_Directive_
Starting at the line that contains "Guideline: for every instance of the mechanic, the", transcribe every remaining line of the entries exactly, including the last one.

_Records to process_
========

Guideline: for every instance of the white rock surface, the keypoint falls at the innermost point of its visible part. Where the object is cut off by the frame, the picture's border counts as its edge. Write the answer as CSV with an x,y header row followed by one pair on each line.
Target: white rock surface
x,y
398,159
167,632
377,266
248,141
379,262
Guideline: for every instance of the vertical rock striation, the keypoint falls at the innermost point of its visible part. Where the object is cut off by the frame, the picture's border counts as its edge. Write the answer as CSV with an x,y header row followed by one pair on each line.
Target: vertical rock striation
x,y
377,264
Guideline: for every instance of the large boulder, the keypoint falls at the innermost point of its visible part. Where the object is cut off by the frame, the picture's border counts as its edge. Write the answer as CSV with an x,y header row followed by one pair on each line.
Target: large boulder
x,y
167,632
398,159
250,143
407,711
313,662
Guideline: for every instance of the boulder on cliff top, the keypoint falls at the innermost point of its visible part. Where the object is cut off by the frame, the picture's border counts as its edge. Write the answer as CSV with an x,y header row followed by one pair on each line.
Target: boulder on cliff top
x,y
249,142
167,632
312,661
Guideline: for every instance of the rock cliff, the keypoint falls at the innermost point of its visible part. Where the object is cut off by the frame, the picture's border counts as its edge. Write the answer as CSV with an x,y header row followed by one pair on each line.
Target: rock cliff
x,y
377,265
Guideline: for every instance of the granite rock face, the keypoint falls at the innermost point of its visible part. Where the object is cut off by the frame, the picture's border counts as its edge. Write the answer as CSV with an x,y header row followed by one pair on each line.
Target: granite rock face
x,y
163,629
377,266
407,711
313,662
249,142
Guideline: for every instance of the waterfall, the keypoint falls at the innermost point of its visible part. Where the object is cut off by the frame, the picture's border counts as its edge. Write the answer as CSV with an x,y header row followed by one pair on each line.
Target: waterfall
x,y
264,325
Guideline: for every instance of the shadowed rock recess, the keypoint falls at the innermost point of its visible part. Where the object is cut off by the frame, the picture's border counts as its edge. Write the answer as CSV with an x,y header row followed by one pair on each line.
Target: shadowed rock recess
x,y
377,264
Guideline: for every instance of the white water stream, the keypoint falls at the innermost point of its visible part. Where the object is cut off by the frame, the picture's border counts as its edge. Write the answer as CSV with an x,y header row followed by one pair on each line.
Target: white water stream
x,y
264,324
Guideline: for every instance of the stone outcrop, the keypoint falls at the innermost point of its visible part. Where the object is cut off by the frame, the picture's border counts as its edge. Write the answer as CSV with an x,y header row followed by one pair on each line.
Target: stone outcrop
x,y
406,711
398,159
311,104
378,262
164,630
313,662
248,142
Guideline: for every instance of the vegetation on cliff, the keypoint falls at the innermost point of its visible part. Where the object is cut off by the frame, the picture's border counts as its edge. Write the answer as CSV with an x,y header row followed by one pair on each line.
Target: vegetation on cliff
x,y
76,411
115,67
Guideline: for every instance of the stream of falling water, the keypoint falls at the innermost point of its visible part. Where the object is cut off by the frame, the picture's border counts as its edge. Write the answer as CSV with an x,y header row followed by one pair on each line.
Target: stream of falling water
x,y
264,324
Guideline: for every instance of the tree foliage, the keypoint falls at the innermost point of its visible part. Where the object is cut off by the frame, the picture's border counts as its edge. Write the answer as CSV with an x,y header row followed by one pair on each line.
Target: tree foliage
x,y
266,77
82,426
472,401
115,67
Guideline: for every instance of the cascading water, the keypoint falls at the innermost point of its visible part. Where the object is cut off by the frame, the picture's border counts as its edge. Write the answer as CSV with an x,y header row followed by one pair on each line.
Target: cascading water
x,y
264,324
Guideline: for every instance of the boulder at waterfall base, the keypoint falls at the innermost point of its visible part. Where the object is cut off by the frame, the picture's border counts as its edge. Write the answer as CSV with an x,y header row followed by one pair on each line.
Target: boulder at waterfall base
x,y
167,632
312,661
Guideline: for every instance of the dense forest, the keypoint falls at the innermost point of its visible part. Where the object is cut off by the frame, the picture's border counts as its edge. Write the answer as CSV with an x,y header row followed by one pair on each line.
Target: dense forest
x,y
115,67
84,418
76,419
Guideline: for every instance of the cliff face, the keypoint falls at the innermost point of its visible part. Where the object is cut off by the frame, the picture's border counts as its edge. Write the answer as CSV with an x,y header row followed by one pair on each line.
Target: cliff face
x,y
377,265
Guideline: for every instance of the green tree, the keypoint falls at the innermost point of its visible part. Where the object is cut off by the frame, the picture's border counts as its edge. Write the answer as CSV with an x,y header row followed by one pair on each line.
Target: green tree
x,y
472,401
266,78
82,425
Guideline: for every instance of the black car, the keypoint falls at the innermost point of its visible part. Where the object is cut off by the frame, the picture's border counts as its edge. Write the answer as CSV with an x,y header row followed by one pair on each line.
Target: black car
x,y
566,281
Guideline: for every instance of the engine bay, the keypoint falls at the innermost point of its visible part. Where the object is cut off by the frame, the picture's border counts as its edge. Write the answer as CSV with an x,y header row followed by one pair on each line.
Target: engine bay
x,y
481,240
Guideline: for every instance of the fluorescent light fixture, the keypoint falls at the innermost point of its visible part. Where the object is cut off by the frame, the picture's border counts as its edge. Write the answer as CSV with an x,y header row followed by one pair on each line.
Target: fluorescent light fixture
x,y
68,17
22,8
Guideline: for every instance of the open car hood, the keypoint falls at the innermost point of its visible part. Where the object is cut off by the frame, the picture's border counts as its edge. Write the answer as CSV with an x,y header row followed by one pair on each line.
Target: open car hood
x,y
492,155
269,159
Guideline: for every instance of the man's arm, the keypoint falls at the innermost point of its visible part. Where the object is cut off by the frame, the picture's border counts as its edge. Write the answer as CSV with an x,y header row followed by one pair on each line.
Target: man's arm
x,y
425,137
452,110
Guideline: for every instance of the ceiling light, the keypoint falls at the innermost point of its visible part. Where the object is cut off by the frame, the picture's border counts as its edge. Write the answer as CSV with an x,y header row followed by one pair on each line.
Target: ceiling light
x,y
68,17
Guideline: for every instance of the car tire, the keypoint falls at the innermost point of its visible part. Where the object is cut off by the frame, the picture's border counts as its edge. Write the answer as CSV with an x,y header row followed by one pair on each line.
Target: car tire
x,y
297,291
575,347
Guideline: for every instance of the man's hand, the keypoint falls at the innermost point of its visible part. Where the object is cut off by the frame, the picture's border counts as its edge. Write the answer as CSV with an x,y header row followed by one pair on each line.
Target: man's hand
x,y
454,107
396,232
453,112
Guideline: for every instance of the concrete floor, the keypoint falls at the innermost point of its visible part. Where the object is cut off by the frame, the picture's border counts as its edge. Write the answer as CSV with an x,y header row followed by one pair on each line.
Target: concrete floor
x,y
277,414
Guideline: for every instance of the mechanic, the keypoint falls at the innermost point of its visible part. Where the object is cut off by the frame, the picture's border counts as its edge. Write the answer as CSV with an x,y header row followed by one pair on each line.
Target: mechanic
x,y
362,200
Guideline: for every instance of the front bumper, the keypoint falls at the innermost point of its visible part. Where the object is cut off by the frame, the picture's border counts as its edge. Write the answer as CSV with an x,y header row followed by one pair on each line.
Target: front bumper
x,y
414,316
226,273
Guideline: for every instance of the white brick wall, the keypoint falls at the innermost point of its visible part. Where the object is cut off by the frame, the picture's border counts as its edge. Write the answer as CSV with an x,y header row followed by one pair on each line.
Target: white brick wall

========

_Exercise result_
Guideline: for every instance of the mechanic, the keypoint falls at the innermost point of its visible part. Where the object is cut off by the frame, the picture's border counts as its edge. Write the answer as CSV with an x,y header row followed by one pair on each line.
Target: mechanic
x,y
362,200
Guideline: for every instance of the front bumper, the keypoint falls at the innermost point of its visible part. Where the object is cut off by the frame, the picture's border counts as its edge. Write the answer as CSV with an x,y header row followed by one pair on each line.
Target: front bumper
x,y
414,316
226,273
Guideline: for every instance of the white brick wall, the keypoint falls at the innermost point of its visible part. Where the object is cut off by the frame, the picture's border counts as its edge. Write the answer as CSV with an x,y header row followed by one pair on each line.
Target: white brick wall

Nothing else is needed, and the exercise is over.